--- Exercise prompt ---
A faithful, complete transcript of the entries below, without pictures, should be returned.

Records from a data collection:
· · ·
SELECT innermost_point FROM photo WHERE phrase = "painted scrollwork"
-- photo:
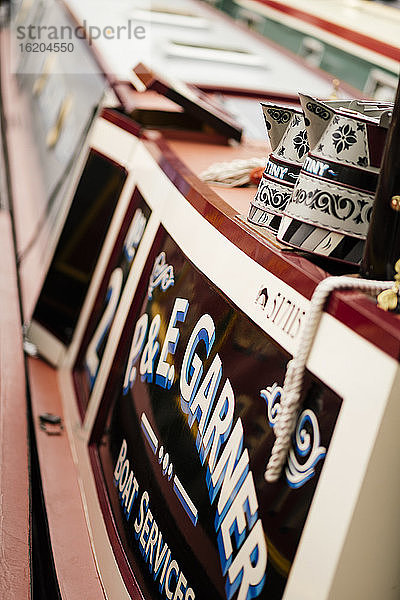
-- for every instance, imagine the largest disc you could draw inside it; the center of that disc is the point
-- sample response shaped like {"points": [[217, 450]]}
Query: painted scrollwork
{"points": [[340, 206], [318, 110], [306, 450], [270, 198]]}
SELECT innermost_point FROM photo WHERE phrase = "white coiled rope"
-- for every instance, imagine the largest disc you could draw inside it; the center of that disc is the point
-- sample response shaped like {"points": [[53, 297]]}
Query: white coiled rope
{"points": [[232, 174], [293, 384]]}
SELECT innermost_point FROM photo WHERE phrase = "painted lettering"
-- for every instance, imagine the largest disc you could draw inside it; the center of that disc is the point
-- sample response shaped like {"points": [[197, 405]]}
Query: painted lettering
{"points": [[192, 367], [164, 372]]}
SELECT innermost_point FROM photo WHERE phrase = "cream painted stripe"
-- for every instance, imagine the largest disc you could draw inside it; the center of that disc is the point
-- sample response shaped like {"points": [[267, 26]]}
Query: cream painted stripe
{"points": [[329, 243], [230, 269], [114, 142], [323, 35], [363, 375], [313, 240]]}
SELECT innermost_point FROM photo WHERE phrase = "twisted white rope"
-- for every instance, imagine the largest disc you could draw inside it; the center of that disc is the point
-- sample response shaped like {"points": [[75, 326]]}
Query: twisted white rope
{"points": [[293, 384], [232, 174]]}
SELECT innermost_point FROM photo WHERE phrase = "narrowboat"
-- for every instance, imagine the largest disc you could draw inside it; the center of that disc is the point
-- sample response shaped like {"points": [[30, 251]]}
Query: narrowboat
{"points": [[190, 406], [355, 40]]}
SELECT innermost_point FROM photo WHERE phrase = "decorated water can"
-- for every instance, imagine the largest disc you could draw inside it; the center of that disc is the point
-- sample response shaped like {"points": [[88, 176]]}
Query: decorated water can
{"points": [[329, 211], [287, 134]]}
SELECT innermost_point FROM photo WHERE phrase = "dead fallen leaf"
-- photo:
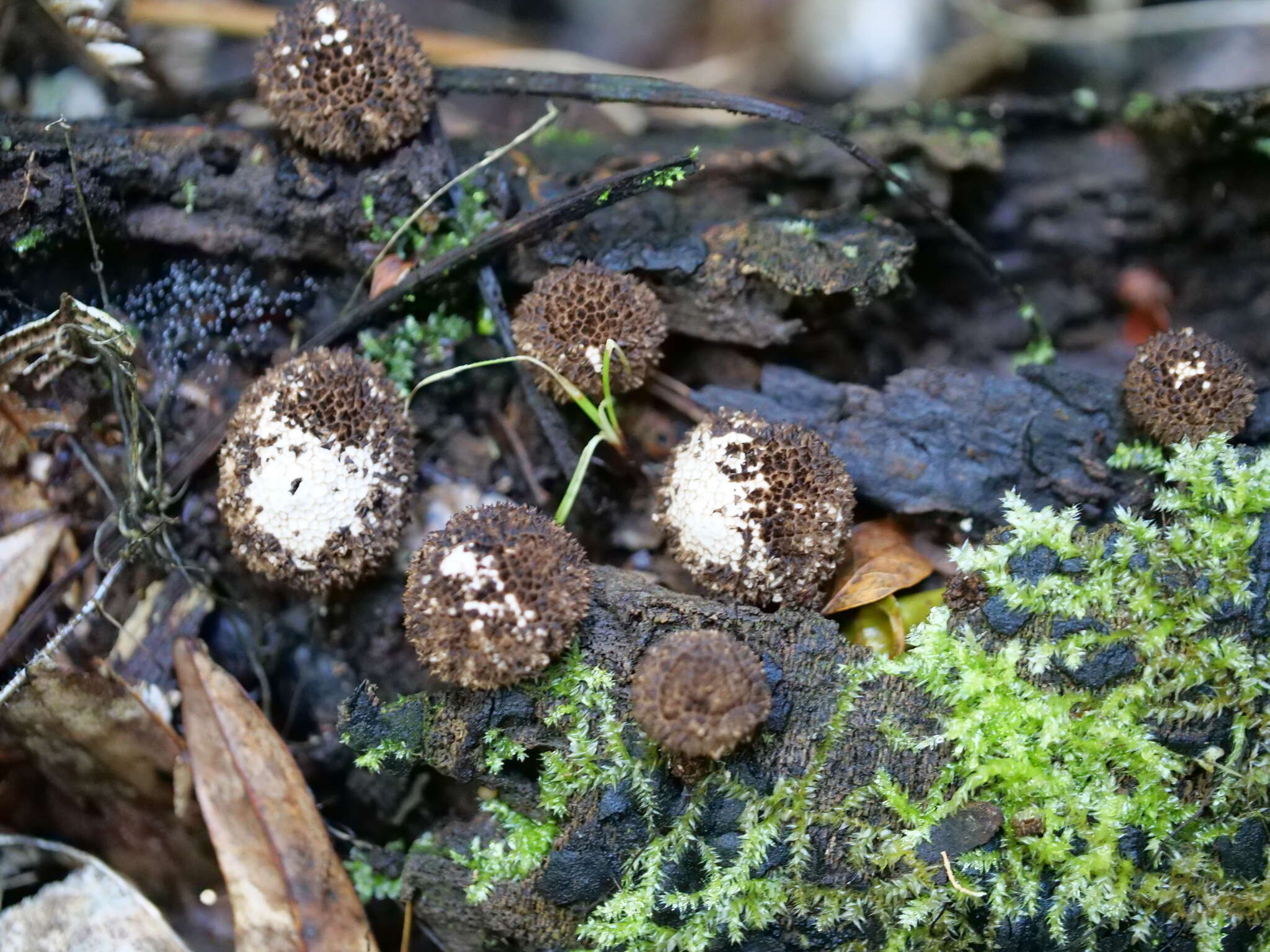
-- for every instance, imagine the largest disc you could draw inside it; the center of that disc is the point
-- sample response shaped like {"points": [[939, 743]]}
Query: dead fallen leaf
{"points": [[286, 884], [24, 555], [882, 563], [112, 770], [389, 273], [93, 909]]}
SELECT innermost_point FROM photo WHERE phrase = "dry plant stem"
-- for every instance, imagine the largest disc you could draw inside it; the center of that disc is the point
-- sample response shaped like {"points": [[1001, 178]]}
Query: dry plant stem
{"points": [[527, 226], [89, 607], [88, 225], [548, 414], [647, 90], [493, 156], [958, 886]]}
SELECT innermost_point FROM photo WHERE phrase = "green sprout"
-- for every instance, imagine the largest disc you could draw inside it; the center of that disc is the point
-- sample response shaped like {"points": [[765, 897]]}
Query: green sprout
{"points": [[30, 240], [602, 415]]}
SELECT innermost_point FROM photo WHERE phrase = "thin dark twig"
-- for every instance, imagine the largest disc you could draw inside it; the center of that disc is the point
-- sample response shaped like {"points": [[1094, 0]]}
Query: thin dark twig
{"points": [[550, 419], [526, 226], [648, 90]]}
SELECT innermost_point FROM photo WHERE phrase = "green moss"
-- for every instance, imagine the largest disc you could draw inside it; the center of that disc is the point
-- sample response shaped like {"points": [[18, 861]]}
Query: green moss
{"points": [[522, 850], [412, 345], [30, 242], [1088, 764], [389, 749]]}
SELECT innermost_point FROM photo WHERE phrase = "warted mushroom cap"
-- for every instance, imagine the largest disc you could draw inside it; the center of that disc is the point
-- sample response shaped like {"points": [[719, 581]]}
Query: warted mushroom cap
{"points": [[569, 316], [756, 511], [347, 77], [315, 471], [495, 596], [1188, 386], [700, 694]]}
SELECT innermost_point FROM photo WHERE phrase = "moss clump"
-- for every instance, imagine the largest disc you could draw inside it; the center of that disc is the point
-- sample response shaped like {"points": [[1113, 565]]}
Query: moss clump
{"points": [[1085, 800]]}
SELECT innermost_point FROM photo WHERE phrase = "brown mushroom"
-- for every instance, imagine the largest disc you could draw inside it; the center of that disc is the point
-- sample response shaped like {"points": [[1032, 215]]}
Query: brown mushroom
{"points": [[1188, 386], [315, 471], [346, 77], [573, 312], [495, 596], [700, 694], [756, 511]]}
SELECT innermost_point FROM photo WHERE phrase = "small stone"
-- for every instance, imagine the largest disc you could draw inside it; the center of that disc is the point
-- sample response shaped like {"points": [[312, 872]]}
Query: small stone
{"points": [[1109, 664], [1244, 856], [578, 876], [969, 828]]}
· · ·
--- Response ---
SELECT innermost_point FROM photo WHERE phrase = "painted scrollwork"
-- photo:
-- for every instance, imagine the largest disc you could draw inside it; the center of that disc is the point
-- sample response shaped like {"points": [[217, 450]]}
Query: painted scrollwork
{"points": [[340, 206], [318, 110], [306, 450], [270, 198]]}
SELECT innermost_point FROM photo WHERE phrase = "white coiled rope"
-- for every instance, imagine the largest disc you could draw inside it; the center of that disc is the point
-- sample response shaped like {"points": [[53, 297]]}
Query: white coiled rope
{"points": [[232, 174], [293, 384]]}
SELECT innermost_point FROM photo WHERE phrase = "painted lettering"
-- for every instance, imagine the largest disc you could draw inside it; the center of that disc is the point
-- sample response shaped like {"points": [[197, 405]]}
Query: painted lettering
{"points": [[192, 367], [164, 372]]}
SELECT innermost_point FROM photo WHERE phrase = "cream painted stripe"
-- for every instance, imagine the largest disc you could draw inside it; the center of that disc is the point
-- sample response shaped like {"points": [[267, 26]]}
Query: cream painted stripe
{"points": [[329, 243], [230, 269], [114, 142], [323, 35], [363, 375], [313, 240]]}
SELECT innermost_point FROM photo WHERE phrase = "twisted white rope"
-- for every instance, imagine the largest disc you could draw inside it; the center of that disc is the point
-- sample response shaped like {"points": [[75, 326]]}
Query: twisted white rope
{"points": [[293, 384], [232, 174]]}
SELECT innermost_point FROM photo WHERE phrase = "narrowboat"
-- for every instance, imagine the largest disc you could draw inside it; the center of that disc is the point
-- sample response shaped like {"points": [[30, 251]]}
Query: narrowboat
{"points": [[190, 406], [355, 40]]}
SELECT innermost_point FROM photo WHERE phrase = "decorated water can"
-- for every instance, imagine the largest disc you could draw inside it; the center of that disc is the point
-- sample response shaped like {"points": [[88, 176]]}
Query: decorated water can
{"points": [[329, 211], [287, 134]]}
SELECT innermost_point FROM photo WHERE phrase = "dead fallen leaf"
-- photo:
-- for every instance, imagine the largest disc you could draw inside it; the center of that disc is the point
-- sample response shaped like {"points": [[939, 743]]}
Query: dead fallen leaf
{"points": [[286, 884], [24, 555], [882, 563], [112, 770], [389, 273], [93, 909]]}
SELECT innermost_point FROM photo WHERE phrase = "dry plant stem"
-- for every instance, imagine the largest disc you could draw inside it; the center of that disc is the point
-- sample response shaped like {"points": [[1001, 178]]}
Query: dry plant stem
{"points": [[527, 226], [89, 607], [88, 225], [548, 414], [647, 90], [493, 156], [958, 886]]}
SELECT innermost_point FROM photo WHERE phrase = "green sprout"
-- for every instance, imagine the largest disc you could draw inside it; the center of that disc is the point
-- sample response shaped like {"points": [[765, 897]]}
Query: green sprout
{"points": [[30, 240], [602, 415]]}
SELECT innermost_point FROM photo WHERE phrase = "thin dark twig"
-- for every instance, imagine the largest disc you could draw inside it; the center of that disc is the point
-- sample response shaped like {"points": [[1094, 0]]}
Query: thin dark twig
{"points": [[550, 419], [526, 226], [648, 90]]}
SELECT innermost_point FROM photo WHERE phrase = "green moss"
-- for every instance, imagine the largest disc you could draw inside it; the center of that disc is the point
-- sample response shaped like {"points": [[18, 861]]}
Query: green moss
{"points": [[522, 850], [412, 345], [30, 242], [1088, 764], [389, 749]]}
SELECT innermost_point FROM photo WHERE phrase = "warted mushroom cap"
-- for every instance, imagine the largest disc you could draw inside it; the center of that disc is the point
-- sample response shaped like {"points": [[719, 581]]}
Query: warted mushroom cap
{"points": [[569, 316], [756, 511], [347, 77], [315, 471], [495, 596], [1188, 386], [700, 694]]}
SELECT innermost_point FROM photo WHERE phrase = "moss clump"
-- for every instance, imagine the largest disc you could draw inside it; the center of that disc is the point
-- sample response shaped like {"points": [[1113, 565]]}
Query: moss clump
{"points": [[1085, 800]]}
SELECT innermost_point FROM photo WHERE phrase = "brown mushroom"
-- for every instance, imagine the largest disc you could draw inside it; the center of that disc is the point
-- sample response shaped like {"points": [[1032, 215]]}
Query: brown mushroom
{"points": [[1188, 386], [315, 471], [346, 77], [573, 312], [495, 596], [700, 694], [756, 511]]}
SELECT innermost_point FROM photo WHERE phrase = "small stone"
-- for every instance, imagine the largest disc you could draw inside it; the center of that disc is the point
-- sample response shaped like {"points": [[312, 872]]}
Query: small stone
{"points": [[1109, 664], [1244, 856], [578, 876], [969, 828]]}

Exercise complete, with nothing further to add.